Identify every line in the records that contains the word "wooden" and copy each of those lines in full.

- **Records for the task**
-*-

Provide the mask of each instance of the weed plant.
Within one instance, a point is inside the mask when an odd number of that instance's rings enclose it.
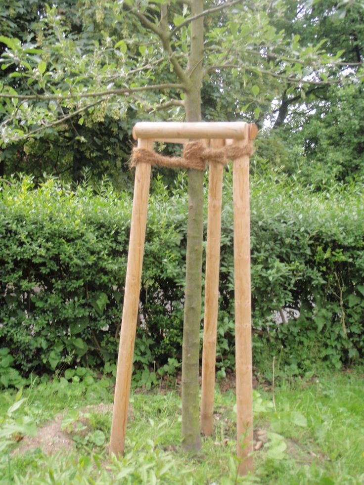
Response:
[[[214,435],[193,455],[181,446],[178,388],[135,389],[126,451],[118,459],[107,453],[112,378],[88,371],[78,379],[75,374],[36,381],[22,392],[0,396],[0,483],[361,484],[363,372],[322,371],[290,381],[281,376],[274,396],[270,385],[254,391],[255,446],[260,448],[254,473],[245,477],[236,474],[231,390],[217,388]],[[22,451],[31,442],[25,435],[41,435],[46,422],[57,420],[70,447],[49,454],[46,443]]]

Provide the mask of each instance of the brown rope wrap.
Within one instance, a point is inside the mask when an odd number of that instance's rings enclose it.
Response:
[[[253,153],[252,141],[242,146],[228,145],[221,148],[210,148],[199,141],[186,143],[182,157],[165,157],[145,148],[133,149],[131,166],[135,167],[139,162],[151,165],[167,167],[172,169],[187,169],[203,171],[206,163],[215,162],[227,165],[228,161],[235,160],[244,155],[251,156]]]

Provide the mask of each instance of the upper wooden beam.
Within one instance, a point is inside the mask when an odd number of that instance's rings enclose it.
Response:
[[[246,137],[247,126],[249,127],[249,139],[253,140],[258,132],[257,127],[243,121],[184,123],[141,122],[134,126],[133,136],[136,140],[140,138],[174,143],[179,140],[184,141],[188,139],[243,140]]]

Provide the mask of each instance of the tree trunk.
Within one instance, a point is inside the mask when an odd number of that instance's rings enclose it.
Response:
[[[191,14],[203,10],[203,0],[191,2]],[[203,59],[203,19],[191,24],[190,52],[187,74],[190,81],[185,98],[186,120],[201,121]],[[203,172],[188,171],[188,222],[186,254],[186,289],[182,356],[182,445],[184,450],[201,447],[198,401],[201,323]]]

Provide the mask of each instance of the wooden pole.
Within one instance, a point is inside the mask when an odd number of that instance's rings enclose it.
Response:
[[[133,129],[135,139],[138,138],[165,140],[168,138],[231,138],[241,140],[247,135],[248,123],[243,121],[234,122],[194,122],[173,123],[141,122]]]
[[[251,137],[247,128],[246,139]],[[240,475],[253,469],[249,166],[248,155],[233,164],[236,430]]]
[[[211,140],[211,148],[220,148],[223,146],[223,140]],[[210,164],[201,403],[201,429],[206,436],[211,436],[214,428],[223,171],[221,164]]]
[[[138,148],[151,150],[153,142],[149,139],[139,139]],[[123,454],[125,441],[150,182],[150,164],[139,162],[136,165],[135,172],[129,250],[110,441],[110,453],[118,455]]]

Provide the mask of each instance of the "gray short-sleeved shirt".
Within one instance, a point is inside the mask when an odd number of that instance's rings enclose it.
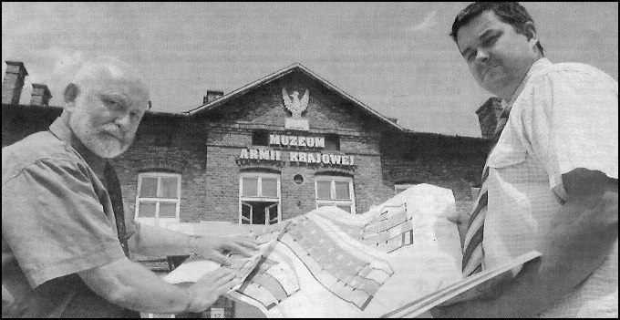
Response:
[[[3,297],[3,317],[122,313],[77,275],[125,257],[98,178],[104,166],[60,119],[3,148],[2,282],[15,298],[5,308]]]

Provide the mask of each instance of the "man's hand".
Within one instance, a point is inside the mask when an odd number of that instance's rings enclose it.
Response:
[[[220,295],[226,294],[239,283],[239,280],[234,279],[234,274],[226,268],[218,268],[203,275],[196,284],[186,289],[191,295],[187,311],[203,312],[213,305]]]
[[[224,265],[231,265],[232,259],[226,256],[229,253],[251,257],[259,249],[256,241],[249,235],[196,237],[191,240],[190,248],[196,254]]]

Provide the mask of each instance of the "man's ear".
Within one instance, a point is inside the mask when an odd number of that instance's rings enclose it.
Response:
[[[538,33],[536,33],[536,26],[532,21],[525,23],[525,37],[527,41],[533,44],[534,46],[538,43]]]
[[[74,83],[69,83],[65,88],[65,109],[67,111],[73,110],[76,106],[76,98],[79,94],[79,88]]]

-*-

- **Written reply**
Provide the mask of each instance of the upper wooden beam.
Provide the mask of each instance of the wooden pole.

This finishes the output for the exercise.